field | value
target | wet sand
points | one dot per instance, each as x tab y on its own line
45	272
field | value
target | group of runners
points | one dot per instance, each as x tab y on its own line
───
Task: Rewrite the data above with "instance" swapped for "occurrence" everywhere it appears, leaving everything else as it is.

Correct response:
field | value
target | wet sand
points | one dot per occurrence, each as x tab y on its own line
45	272
field | value
target | group of runners
points | one dot per occurrence, each as x tab y on its own line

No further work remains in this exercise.